_Material for this exercise_:

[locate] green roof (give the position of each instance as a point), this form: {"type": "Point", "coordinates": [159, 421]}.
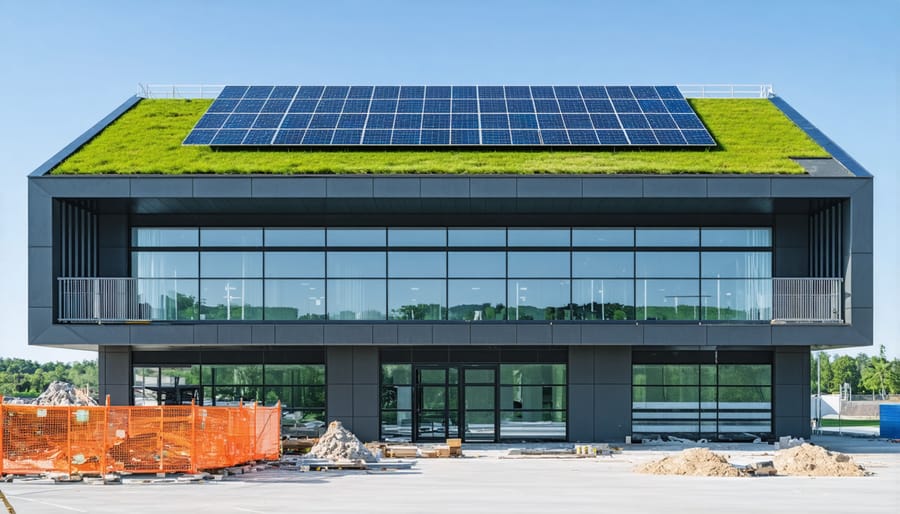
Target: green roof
{"type": "Point", "coordinates": [754, 136]}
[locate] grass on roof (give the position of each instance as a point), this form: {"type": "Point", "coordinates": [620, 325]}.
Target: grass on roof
{"type": "Point", "coordinates": [753, 136]}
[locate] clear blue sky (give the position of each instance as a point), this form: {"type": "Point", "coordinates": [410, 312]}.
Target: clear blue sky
{"type": "Point", "coordinates": [67, 64]}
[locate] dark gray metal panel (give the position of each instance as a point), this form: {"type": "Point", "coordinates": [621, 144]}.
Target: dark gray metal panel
{"type": "Point", "coordinates": [284, 187]}
{"type": "Point", "coordinates": [444, 187]}
{"type": "Point", "coordinates": [743, 335]}
{"type": "Point", "coordinates": [749, 187]}
{"type": "Point", "coordinates": [493, 334]}
{"type": "Point", "coordinates": [581, 412]}
{"type": "Point", "coordinates": [414, 334]}
{"type": "Point", "coordinates": [674, 335]}
{"type": "Point", "coordinates": [159, 187]}
{"type": "Point", "coordinates": [450, 334]}
{"type": "Point", "coordinates": [581, 365]}
{"type": "Point", "coordinates": [349, 187]}
{"type": "Point", "coordinates": [612, 412]}
{"type": "Point", "coordinates": [339, 365]}
{"type": "Point", "coordinates": [172, 334]}
{"type": "Point", "coordinates": [612, 365]}
{"type": "Point", "coordinates": [221, 187]}
{"type": "Point", "coordinates": [262, 334]}
{"type": "Point", "coordinates": [566, 333]}
{"type": "Point", "coordinates": [674, 187]}
{"type": "Point", "coordinates": [299, 334]}
{"type": "Point", "coordinates": [615, 334]}
{"type": "Point", "coordinates": [348, 334]}
{"type": "Point", "coordinates": [40, 280]}
{"type": "Point", "coordinates": [548, 187]}
{"type": "Point", "coordinates": [534, 334]}
{"type": "Point", "coordinates": [612, 187]}
{"type": "Point", "coordinates": [492, 187]}
{"type": "Point", "coordinates": [406, 187]}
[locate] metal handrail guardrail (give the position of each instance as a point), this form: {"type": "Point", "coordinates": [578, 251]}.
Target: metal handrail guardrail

_Problem details_:
Would you please set down the listing above exactly, minus its images?

_Expected output_:
[locate] green roof (give the position of each instance as a point), this form: {"type": "Point", "coordinates": [159, 421]}.
Target: green roof
{"type": "Point", "coordinates": [754, 136]}
[locate] grass on roof (give the position of each instance as a point), this form: {"type": "Point", "coordinates": [620, 325]}.
Target: grass on roof
{"type": "Point", "coordinates": [753, 136]}
[locate] clear blue sky (give the position of each instance as a point), this form: {"type": "Point", "coordinates": [410, 312]}.
Target: clear blue sky
{"type": "Point", "coordinates": [67, 64]}
[locate] dark gray metal panel (give the position of each instance as a point), this form: {"type": "Point", "coordinates": [621, 144]}.
Target: dark gray metal panel
{"type": "Point", "coordinates": [284, 187]}
{"type": "Point", "coordinates": [444, 187]}
{"type": "Point", "coordinates": [743, 335]}
{"type": "Point", "coordinates": [749, 187]}
{"type": "Point", "coordinates": [493, 334]}
{"type": "Point", "coordinates": [581, 412]}
{"type": "Point", "coordinates": [414, 334]}
{"type": "Point", "coordinates": [674, 335]}
{"type": "Point", "coordinates": [159, 187]}
{"type": "Point", "coordinates": [450, 334]}
{"type": "Point", "coordinates": [581, 365]}
{"type": "Point", "coordinates": [349, 187]}
{"type": "Point", "coordinates": [612, 412]}
{"type": "Point", "coordinates": [339, 365]}
{"type": "Point", "coordinates": [172, 334]}
{"type": "Point", "coordinates": [612, 365]}
{"type": "Point", "coordinates": [221, 187]}
{"type": "Point", "coordinates": [262, 334]}
{"type": "Point", "coordinates": [566, 333]}
{"type": "Point", "coordinates": [674, 187]}
{"type": "Point", "coordinates": [299, 334]}
{"type": "Point", "coordinates": [615, 334]}
{"type": "Point", "coordinates": [348, 334]}
{"type": "Point", "coordinates": [40, 280]}
{"type": "Point", "coordinates": [548, 187]}
{"type": "Point", "coordinates": [534, 334]}
{"type": "Point", "coordinates": [612, 187]}
{"type": "Point", "coordinates": [492, 187]}
{"type": "Point", "coordinates": [406, 187]}
[locate] metal handrail guardrail (give the position of each instance as a point), this form: {"type": "Point", "coordinates": [578, 251]}.
Target: metal handrail guardrail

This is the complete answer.